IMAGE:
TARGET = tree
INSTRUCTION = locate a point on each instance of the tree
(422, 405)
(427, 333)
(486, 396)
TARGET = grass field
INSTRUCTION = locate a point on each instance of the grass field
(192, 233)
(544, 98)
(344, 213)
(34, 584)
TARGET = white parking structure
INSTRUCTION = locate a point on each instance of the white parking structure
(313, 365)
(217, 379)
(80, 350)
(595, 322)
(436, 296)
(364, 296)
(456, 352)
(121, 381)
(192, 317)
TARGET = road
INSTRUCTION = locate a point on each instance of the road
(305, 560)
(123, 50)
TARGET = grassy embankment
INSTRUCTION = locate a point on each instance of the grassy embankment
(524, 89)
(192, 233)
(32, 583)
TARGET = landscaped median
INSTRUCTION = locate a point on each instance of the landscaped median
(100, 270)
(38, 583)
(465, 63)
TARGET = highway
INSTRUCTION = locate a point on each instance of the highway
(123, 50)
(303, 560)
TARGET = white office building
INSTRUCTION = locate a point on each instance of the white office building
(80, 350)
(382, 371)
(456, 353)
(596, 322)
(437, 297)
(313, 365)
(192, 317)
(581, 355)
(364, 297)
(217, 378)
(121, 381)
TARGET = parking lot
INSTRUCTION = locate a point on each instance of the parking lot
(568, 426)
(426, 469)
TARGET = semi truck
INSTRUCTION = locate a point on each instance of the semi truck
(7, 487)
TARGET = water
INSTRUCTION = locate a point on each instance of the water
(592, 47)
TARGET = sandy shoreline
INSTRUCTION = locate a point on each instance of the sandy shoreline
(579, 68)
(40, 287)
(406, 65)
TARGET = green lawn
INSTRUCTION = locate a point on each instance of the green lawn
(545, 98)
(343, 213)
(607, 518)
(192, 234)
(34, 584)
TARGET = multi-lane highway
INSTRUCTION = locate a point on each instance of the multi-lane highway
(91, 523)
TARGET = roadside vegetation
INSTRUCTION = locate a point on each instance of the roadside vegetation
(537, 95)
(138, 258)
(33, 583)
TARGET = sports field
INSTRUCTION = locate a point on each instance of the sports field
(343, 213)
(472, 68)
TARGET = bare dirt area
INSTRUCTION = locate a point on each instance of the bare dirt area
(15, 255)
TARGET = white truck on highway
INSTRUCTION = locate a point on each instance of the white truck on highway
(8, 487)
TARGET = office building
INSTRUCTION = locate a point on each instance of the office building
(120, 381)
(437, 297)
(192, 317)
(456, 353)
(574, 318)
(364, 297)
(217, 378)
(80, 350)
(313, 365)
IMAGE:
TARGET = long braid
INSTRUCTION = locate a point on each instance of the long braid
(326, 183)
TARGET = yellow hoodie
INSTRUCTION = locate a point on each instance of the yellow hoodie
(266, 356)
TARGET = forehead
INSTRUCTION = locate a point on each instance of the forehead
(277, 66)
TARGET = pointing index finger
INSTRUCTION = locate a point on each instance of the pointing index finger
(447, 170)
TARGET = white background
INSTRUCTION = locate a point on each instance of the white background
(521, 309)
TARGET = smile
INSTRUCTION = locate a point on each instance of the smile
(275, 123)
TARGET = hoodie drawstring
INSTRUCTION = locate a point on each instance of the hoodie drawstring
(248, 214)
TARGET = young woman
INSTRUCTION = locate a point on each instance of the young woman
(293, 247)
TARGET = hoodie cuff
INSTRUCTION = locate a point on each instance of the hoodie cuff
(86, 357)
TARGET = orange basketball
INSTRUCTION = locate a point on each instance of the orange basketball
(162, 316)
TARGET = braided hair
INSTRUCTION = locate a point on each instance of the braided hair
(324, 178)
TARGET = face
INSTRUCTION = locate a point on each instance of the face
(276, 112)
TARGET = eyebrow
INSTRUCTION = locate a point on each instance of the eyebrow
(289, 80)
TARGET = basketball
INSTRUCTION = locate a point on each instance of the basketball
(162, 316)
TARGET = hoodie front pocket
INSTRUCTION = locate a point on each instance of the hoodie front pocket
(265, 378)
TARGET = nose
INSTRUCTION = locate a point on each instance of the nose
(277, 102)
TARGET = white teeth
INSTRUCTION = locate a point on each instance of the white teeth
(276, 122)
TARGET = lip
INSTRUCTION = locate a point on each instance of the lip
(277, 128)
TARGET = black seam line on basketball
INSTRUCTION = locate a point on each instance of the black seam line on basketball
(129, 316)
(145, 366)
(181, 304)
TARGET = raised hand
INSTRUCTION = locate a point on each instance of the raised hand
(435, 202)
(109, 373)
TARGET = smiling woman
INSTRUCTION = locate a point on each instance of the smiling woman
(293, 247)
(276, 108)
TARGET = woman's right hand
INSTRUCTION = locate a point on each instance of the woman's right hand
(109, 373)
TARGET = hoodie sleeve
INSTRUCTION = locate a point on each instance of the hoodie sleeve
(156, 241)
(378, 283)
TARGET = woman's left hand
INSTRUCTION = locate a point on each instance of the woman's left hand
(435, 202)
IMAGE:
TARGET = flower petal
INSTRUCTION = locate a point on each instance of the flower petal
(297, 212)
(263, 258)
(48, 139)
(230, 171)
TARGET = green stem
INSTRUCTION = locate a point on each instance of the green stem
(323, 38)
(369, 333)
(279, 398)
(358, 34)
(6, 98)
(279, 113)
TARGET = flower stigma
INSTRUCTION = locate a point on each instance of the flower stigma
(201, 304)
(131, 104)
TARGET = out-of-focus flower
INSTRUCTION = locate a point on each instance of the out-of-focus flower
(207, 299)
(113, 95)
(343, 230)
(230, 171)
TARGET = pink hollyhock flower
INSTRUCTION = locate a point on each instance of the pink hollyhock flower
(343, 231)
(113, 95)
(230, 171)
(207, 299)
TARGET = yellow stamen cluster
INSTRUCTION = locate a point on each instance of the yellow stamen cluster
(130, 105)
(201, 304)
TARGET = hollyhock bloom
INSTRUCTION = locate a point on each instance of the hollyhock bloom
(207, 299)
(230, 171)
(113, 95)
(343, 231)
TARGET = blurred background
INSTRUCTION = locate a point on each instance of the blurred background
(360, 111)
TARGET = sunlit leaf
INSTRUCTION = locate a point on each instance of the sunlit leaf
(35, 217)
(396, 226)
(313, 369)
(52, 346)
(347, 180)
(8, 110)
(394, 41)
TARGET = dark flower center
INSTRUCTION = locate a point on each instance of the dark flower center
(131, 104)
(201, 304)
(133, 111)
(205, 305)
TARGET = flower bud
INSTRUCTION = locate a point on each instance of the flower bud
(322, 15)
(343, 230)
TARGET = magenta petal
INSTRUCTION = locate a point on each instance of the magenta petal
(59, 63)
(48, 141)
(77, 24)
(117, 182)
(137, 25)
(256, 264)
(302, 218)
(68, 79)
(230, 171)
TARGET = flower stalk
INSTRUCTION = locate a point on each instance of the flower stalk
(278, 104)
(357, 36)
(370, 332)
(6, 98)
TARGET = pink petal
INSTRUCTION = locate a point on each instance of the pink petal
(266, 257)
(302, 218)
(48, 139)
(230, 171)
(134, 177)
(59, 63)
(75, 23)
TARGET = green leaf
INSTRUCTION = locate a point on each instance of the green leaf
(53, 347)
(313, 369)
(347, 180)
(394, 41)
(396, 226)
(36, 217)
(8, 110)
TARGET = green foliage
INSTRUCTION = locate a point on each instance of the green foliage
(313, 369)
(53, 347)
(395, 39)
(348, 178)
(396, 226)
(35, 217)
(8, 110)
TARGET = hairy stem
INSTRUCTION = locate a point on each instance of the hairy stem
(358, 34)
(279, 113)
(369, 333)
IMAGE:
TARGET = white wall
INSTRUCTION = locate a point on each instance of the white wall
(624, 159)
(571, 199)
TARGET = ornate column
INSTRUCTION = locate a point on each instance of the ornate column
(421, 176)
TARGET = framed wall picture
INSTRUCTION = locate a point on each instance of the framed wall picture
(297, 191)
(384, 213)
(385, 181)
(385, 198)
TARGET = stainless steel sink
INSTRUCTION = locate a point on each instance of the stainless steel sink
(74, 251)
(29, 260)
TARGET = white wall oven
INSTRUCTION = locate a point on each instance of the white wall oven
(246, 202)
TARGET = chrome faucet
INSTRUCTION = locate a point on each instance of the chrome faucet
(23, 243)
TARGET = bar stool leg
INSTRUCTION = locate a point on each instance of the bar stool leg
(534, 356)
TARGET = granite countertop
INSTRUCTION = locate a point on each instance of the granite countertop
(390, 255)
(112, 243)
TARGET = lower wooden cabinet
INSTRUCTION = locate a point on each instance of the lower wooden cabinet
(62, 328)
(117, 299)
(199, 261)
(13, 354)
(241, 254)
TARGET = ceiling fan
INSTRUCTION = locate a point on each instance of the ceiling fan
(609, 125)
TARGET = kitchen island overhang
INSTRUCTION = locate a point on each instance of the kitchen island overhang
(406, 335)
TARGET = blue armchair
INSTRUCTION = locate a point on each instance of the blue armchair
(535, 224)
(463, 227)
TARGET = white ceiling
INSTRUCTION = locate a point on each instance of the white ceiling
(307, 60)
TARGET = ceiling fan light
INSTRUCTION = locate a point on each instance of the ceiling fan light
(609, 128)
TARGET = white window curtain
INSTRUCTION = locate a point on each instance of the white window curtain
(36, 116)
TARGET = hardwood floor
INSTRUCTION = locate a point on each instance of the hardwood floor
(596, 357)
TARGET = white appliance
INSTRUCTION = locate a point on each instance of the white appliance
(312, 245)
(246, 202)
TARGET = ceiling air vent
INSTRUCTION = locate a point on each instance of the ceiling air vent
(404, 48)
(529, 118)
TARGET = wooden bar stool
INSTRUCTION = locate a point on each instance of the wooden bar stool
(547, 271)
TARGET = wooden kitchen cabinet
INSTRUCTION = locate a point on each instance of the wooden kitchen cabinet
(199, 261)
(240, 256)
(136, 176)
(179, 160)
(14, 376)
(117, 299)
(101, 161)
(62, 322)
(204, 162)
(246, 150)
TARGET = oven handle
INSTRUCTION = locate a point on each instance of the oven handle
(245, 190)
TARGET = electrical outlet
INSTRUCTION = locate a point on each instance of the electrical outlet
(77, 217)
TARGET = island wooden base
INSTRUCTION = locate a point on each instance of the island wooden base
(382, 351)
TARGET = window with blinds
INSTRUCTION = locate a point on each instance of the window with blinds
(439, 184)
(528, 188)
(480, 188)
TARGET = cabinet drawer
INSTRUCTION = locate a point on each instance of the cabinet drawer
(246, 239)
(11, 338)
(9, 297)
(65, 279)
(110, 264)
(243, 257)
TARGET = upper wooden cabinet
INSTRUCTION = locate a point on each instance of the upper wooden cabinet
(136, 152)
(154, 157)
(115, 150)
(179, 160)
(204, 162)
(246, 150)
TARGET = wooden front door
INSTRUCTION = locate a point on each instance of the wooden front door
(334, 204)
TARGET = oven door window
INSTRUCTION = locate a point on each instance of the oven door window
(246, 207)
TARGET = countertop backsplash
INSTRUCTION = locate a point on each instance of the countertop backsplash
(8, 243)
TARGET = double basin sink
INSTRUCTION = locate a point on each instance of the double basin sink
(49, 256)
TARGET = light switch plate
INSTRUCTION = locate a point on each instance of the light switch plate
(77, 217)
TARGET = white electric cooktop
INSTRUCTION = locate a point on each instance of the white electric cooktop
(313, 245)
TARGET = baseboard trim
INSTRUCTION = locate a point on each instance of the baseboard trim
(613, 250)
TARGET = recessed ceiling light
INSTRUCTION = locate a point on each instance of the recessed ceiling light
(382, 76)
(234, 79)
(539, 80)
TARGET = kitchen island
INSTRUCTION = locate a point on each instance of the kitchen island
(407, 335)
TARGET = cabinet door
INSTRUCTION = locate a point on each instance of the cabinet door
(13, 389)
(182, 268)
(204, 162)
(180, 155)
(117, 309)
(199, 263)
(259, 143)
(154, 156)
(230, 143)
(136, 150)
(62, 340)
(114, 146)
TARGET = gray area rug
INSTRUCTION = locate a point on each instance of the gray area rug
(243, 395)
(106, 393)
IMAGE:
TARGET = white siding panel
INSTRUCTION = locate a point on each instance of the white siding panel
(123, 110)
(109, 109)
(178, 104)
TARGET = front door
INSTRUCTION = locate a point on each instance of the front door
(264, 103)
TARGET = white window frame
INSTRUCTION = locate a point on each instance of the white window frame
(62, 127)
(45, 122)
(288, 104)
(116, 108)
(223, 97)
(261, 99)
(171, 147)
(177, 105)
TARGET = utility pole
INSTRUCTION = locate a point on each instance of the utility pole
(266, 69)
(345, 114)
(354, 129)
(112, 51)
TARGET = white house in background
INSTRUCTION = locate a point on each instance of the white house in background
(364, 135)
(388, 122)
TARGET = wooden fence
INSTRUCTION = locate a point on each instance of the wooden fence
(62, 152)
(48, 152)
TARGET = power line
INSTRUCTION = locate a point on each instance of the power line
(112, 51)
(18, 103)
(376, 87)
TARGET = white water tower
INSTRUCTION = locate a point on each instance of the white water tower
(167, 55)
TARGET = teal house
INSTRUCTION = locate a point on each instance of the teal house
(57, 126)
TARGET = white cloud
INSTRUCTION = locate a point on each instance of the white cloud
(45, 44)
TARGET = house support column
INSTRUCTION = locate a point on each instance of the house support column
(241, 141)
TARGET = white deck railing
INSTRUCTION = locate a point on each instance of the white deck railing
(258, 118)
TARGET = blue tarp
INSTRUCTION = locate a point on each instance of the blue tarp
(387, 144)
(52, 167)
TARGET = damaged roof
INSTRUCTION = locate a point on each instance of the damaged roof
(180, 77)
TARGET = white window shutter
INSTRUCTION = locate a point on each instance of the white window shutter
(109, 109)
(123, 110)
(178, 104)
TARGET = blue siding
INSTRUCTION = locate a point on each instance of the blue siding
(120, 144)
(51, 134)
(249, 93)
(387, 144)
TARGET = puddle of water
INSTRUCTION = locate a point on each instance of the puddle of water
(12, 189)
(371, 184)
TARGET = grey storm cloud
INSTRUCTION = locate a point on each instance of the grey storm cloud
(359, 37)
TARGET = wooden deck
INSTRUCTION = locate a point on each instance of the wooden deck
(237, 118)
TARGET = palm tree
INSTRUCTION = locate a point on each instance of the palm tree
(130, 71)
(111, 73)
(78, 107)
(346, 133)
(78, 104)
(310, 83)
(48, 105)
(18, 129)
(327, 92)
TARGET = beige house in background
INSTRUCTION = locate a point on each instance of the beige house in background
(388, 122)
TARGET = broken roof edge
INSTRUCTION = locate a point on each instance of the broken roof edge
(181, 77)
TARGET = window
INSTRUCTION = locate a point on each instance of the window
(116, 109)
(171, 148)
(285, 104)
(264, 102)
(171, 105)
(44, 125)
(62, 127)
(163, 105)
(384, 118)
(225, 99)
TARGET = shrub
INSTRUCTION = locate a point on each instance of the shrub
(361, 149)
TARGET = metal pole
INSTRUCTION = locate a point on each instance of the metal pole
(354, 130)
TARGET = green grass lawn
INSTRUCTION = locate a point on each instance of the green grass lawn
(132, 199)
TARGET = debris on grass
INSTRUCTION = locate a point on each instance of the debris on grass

======

Reproduce the lines of the entries above from the one with "TARGET = hardwood floor" to the one with "TARGET = white electric cooktop", both included, exactly and without any other line.

TARGET = hardwood floor
INSTRUCTION = locate a point on each instance of the hardwood floor
(596, 357)
TARGET = white appliance
INSTRUCTION = locate a point on each instance of the white appliance
(312, 245)
(246, 202)
TARGET = ceiling air vent
INSTRUCTION = locate a point on each instance of the ceiling air vent
(404, 48)
(529, 118)
TARGET = wooden bar stool
INSTRUCTION = locate a point on each instance of the wooden bar stool
(547, 271)
TARGET = wooden kitchen cabinet
INSTRUCTION = locate a point on each instance of the wooden kitchen cabinet
(199, 261)
(240, 256)
(136, 176)
(179, 160)
(14, 376)
(117, 299)
(101, 161)
(62, 322)
(204, 162)
(246, 150)
TARGET = oven handle
INSTRUCTION = locate a point on each instance of the oven handle
(245, 190)
TARGET = electrical outlet
INSTRUCTION = locate a point on each instance of the electrical outlet
(77, 217)
TARGET = island wooden base
INSTRUCTION = locate a point on each instance of the island wooden base
(382, 351)
TARGET = window with blinds
INSTRUCTION = locate a point on each instance of the window with blinds
(439, 184)
(528, 188)
(480, 188)
TARGET = cabinet drawer
INSTRUCTION = locate a point on each instance of the cabinet drawer
(246, 239)
(11, 338)
(9, 297)
(65, 279)
(110, 264)
(243, 257)
TARGET = upper wooden cabinet
INSTRUCTION = locate a point on each instance of the upper wooden cabinet
(136, 152)
(154, 157)
(115, 150)
(179, 160)
(204, 162)
(246, 150)
TARGET = wooden front door
INSTRUCTION = locate a point on each instance of the wooden front door
(334, 204)
TARGET = oven door window
INSTRUCTION = locate a point on each instance of the oven door window
(246, 207)
TARGET = countertop backsplash
INSTRUCTION = locate a point on each instance of the countertop backsplash
(8, 243)
TARGET = double basin sink
INSTRUCTION = locate a point on each instance of the double basin sink
(49, 256)
TARGET = light switch plate
INSTRUCTION = locate a point on each instance of the light switch plate
(77, 217)
TARGET = white electric cooktop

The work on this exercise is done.